__CONSIGNE__: Renvoie chaque ligne du matériel ci-dessous qui contient la chaîne « stone ».
***** MATÉRIEL FOURNI
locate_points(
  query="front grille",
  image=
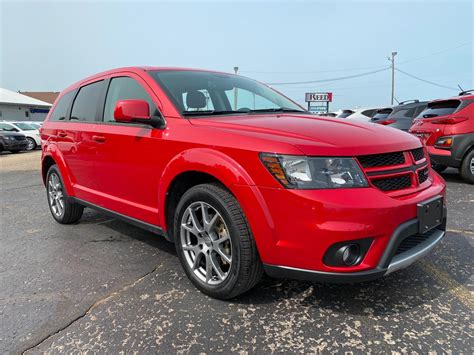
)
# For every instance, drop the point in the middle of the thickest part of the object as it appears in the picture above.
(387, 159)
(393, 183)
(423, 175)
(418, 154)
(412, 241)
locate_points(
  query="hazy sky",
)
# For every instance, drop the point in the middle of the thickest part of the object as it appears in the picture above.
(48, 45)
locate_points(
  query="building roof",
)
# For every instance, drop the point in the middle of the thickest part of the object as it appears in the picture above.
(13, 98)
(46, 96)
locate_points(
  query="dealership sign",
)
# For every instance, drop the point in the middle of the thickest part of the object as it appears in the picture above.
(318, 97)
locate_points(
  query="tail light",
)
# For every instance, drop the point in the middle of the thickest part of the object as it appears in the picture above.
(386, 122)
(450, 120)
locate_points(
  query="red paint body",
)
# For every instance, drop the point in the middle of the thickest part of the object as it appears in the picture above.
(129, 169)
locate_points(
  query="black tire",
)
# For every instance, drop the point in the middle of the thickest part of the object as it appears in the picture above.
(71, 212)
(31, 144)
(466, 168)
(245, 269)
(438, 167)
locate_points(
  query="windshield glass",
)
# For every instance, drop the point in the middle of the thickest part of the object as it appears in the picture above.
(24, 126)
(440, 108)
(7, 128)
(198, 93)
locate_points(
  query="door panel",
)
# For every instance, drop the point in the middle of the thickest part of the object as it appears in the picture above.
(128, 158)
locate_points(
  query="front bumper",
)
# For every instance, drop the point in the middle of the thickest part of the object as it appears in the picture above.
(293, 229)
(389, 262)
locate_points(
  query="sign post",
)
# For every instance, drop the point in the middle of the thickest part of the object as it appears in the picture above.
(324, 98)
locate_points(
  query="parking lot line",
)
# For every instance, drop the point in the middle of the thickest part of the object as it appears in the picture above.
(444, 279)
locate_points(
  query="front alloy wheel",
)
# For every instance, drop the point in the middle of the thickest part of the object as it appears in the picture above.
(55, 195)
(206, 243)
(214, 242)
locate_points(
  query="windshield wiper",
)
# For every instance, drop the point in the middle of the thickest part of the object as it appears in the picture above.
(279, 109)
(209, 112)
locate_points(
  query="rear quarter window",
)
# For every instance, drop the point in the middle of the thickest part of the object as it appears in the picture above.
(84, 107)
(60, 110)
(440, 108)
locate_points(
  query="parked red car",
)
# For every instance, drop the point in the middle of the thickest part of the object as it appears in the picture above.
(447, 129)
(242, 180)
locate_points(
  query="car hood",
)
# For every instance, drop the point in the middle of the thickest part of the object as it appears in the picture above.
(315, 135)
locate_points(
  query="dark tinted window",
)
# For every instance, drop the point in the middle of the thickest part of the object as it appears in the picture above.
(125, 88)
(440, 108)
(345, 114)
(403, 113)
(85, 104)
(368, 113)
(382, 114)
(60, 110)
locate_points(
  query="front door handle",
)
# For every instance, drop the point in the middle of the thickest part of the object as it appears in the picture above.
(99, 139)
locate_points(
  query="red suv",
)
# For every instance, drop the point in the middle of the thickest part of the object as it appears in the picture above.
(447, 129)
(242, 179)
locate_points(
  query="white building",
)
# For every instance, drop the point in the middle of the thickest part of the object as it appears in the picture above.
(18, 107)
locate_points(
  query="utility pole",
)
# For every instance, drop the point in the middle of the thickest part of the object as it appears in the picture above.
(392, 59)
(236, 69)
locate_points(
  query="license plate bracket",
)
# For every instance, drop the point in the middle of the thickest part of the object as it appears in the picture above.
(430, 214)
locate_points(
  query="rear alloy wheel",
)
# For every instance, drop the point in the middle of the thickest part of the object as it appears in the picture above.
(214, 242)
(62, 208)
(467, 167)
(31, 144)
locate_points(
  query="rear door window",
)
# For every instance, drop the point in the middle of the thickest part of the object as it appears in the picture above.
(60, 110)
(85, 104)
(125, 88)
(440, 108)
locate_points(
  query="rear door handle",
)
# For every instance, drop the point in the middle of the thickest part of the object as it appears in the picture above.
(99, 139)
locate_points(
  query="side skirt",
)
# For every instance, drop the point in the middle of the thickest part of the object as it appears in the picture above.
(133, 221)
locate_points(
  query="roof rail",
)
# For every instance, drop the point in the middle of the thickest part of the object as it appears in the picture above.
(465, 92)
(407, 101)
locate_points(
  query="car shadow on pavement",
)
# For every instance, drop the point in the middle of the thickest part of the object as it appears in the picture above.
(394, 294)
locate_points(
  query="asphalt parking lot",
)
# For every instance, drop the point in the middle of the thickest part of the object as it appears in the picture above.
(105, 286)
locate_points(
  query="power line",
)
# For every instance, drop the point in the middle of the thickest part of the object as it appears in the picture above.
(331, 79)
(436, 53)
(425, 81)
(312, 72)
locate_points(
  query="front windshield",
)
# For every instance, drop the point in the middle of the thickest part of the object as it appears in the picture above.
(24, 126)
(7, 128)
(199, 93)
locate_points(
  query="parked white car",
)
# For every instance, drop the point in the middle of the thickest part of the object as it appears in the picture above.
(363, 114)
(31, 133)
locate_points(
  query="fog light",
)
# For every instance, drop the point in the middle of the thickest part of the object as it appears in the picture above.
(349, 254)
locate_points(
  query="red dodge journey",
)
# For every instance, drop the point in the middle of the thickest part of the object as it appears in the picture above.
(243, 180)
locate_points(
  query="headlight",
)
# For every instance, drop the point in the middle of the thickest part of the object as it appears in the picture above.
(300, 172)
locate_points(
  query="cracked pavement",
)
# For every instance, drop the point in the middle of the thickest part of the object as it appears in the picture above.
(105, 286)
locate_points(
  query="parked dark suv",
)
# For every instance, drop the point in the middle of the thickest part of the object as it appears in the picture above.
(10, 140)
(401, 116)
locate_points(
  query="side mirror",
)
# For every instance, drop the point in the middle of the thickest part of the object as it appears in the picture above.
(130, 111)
**********
***** MATÉRIEL FOURNI
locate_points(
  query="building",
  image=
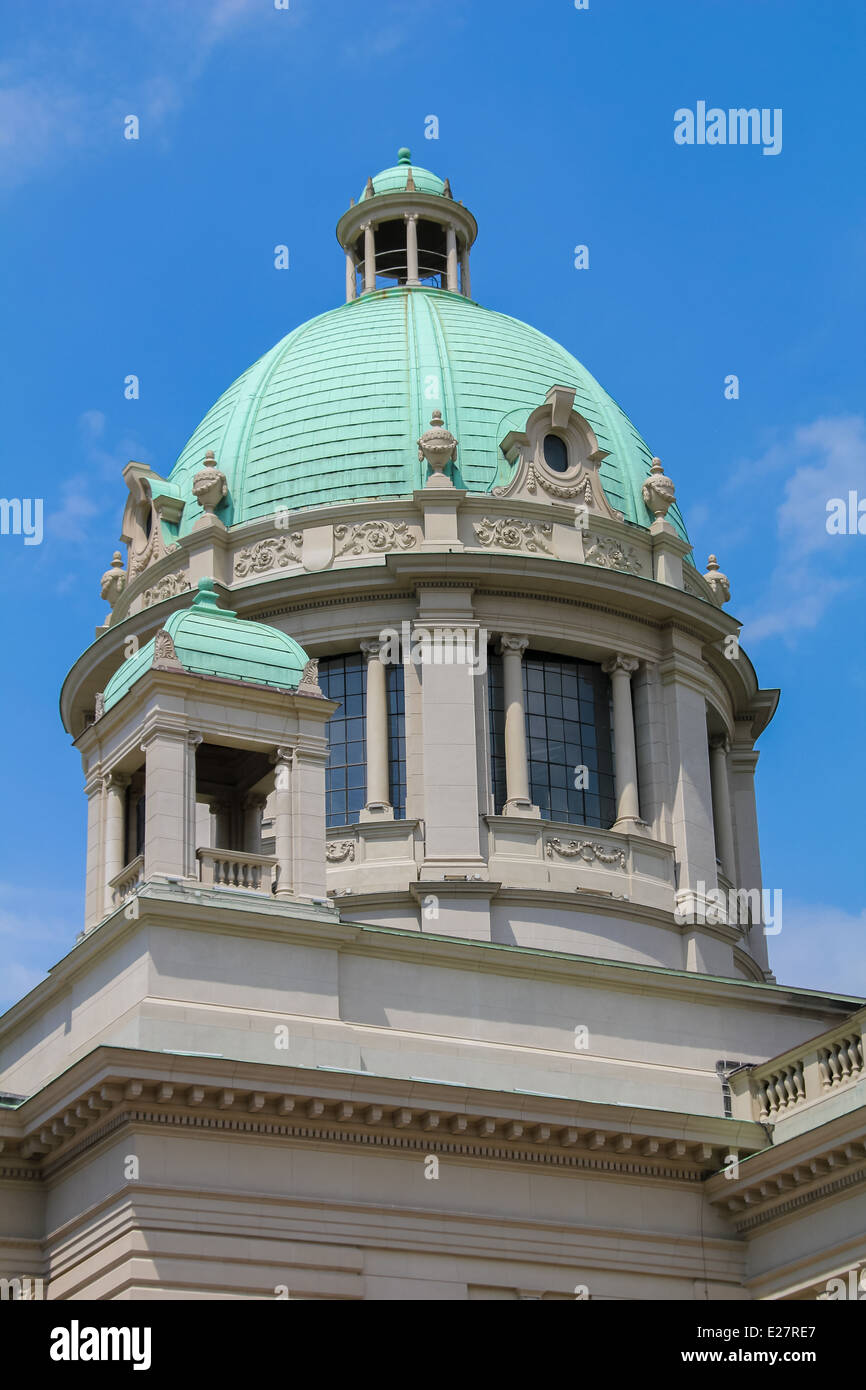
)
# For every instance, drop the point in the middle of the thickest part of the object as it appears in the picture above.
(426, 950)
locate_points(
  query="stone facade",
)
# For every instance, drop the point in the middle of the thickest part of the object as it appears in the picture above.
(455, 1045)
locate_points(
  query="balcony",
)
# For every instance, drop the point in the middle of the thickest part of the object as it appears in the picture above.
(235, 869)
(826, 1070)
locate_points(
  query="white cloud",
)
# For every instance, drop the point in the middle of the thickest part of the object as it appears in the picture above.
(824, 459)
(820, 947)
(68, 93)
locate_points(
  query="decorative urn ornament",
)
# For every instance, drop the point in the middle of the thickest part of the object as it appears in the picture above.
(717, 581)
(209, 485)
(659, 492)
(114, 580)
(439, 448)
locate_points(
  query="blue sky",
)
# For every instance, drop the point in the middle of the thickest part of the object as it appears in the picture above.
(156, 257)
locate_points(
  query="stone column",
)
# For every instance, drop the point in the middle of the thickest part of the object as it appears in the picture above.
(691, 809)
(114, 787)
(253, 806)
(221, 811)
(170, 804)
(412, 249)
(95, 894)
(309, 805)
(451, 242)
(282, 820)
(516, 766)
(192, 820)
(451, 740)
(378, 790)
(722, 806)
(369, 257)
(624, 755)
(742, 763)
**********
__RÉPONSE ATTENDUE__:
  query="stone facade",
  query="stone column",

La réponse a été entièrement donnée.